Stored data

───

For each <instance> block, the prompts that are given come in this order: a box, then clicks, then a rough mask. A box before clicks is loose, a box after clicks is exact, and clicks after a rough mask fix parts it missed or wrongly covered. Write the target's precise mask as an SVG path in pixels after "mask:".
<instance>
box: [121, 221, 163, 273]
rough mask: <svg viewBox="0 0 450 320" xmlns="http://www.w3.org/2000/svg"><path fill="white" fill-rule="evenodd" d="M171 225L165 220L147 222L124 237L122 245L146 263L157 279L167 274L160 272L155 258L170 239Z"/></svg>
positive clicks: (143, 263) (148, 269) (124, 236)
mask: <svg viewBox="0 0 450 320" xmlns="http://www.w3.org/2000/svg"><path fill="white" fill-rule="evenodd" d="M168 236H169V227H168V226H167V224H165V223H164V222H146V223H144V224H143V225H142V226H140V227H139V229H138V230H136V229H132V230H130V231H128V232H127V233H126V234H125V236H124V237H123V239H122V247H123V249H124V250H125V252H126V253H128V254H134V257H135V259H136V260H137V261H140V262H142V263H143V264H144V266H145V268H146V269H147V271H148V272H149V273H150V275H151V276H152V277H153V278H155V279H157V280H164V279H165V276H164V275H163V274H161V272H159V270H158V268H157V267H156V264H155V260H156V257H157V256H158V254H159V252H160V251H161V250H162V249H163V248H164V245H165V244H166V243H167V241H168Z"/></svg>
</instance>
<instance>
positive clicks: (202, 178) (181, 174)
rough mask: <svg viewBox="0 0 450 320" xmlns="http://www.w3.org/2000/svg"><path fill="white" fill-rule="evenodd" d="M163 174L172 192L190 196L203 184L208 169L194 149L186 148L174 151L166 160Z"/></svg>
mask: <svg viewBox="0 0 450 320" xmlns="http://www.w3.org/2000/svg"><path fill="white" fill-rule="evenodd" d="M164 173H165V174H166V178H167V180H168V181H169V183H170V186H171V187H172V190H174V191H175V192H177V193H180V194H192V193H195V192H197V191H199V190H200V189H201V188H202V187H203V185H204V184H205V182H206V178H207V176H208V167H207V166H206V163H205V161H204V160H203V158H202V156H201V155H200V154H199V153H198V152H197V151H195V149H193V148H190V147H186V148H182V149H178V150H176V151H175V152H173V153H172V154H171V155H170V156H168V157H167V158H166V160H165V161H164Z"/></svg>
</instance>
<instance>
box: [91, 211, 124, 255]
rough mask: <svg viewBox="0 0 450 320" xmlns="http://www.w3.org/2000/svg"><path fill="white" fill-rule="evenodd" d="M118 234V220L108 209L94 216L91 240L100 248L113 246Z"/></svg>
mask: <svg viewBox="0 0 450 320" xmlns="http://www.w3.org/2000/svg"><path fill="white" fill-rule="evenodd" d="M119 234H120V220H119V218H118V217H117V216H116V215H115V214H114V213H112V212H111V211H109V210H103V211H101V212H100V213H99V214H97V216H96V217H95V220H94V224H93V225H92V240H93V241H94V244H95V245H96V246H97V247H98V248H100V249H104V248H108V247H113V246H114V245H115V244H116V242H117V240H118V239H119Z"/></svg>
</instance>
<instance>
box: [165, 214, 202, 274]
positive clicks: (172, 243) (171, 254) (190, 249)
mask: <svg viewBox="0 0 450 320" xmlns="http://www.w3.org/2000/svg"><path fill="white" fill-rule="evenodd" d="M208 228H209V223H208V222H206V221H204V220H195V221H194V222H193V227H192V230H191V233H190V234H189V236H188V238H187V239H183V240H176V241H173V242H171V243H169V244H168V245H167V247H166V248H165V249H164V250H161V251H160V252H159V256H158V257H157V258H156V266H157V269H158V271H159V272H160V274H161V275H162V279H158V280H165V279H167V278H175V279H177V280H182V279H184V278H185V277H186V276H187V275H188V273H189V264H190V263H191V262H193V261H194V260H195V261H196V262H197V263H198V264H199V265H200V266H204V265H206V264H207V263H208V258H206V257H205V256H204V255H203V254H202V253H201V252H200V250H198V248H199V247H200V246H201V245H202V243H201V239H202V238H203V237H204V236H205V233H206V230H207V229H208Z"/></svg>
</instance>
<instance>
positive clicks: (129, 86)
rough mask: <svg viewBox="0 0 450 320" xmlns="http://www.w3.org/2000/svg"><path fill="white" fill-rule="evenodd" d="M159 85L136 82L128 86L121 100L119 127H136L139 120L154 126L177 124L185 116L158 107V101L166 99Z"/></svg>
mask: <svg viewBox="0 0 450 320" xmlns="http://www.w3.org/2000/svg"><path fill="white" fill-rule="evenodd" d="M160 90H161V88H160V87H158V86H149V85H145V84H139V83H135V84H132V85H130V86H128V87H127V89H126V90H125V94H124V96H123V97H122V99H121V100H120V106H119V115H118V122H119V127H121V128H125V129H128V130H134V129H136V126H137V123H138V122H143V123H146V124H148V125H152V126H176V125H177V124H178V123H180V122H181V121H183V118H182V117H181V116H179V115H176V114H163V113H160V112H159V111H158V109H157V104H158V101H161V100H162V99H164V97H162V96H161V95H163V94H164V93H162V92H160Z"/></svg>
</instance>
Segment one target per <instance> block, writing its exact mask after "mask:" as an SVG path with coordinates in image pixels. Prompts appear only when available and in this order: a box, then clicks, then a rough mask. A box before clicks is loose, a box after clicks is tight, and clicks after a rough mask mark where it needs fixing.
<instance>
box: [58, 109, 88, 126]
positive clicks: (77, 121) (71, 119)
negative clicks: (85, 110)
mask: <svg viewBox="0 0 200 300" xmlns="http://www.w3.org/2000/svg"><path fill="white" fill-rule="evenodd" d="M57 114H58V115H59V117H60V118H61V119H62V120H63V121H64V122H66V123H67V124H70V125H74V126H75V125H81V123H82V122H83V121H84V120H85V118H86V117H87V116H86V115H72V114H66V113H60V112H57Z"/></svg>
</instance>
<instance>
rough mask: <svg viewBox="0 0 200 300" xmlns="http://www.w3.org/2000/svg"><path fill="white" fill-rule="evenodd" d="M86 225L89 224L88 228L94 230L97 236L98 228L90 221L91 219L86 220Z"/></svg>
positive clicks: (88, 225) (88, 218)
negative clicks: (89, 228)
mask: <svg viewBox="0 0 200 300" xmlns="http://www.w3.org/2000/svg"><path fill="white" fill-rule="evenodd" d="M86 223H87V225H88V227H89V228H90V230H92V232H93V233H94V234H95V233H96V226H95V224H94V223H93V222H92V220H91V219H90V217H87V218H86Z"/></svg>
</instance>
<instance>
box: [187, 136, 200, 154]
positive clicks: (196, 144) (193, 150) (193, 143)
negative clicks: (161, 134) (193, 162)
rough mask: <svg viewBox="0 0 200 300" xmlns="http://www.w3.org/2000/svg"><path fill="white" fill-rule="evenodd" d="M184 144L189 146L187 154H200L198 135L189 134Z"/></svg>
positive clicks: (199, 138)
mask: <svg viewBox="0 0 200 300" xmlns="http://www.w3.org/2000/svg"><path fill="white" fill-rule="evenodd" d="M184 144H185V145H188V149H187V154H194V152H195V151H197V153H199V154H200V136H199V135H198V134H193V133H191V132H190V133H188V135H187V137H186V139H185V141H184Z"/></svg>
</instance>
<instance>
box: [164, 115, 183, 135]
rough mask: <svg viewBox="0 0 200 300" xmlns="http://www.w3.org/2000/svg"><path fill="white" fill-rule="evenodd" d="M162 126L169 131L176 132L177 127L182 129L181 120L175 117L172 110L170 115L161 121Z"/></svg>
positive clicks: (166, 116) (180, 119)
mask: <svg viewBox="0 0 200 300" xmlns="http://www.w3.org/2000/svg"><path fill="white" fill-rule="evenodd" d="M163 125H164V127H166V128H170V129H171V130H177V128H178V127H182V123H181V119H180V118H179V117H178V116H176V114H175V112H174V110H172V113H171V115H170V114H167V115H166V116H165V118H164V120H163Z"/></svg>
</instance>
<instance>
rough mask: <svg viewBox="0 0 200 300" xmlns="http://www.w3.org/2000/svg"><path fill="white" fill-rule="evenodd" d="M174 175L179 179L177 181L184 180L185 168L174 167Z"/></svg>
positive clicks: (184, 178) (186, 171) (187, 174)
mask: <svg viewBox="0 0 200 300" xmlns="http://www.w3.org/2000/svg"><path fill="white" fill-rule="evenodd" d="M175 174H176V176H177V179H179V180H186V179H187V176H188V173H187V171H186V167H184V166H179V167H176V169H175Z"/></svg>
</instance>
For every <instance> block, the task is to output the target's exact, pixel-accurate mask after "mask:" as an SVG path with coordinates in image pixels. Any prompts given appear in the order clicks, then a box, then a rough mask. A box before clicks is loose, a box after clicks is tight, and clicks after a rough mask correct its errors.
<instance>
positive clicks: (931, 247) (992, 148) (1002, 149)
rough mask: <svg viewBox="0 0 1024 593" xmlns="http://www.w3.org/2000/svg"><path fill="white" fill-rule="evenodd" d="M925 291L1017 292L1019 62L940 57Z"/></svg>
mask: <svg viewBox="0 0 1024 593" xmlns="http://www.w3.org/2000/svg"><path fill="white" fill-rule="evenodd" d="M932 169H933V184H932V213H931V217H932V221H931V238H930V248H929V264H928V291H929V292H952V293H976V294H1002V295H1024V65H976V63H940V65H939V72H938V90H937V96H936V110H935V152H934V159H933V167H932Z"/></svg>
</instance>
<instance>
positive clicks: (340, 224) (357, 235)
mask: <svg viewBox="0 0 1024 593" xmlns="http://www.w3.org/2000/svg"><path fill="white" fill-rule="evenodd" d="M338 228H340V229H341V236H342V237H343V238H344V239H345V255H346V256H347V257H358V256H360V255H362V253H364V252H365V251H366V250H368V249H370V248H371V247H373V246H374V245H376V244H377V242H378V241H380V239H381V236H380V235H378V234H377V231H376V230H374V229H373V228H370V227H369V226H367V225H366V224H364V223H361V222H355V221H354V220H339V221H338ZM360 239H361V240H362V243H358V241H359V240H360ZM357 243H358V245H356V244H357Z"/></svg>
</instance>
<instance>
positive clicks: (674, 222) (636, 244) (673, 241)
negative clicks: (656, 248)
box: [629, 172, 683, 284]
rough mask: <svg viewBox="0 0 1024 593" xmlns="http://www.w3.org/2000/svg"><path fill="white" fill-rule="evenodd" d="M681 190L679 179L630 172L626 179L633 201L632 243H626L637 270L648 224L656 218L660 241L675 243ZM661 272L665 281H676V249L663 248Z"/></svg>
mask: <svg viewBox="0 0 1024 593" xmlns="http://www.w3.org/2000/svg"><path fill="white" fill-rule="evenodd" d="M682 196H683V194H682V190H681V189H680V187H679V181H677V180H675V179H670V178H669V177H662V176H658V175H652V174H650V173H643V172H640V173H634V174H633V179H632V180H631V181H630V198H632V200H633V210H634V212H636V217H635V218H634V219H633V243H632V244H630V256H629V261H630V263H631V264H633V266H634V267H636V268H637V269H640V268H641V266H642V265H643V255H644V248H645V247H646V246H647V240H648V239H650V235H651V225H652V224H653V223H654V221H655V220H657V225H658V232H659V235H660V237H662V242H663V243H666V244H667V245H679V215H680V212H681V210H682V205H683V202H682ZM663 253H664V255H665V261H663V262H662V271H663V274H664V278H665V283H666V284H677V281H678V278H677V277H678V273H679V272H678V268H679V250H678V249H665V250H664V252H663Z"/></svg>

───

* _Task directions_
Beginning with the line that contains "negative clicks: (656, 248)", restate word for word each line through the last one in the data, and write nothing more.

* _Solution to the exercise_
negative clicks: (656, 248)
box: [629, 172, 683, 284]
rough mask: <svg viewBox="0 0 1024 593" xmlns="http://www.w3.org/2000/svg"><path fill="white" fill-rule="evenodd" d="M681 190L679 179L630 172L626 179L633 201L632 243H626L637 270L648 224L656 218L660 241L675 243ZM661 272L665 281H676V249L663 248Z"/></svg>
mask: <svg viewBox="0 0 1024 593" xmlns="http://www.w3.org/2000/svg"><path fill="white" fill-rule="evenodd" d="M682 196H683V194H682V190H681V189H680V187H679V181H677V180H675V179H670V178H669V177H662V176H658V175H652V174H650V173H643V172H640V173H634V174H633V179H632V180H631V181H630V198H632V200H633V210H634V212H636V217H635V218H634V219H633V243H632V244H630V256H629V261H630V263H631V264H633V266H634V267H636V268H637V269H640V268H641V266H642V265H643V255H644V248H645V247H646V246H647V240H648V239H650V235H651V225H652V224H653V223H654V221H655V220H657V225H658V232H659V235H660V237H662V242H663V243H666V244H667V245H679V215H680V212H681V210H682V205H683V202H682ZM663 253H664V255H665V261H663V262H662V271H663V274H664V278H665V283H666V284H677V281H678V278H677V277H678V273H679V272H678V268H679V250H678V249H665V250H664V252H663Z"/></svg>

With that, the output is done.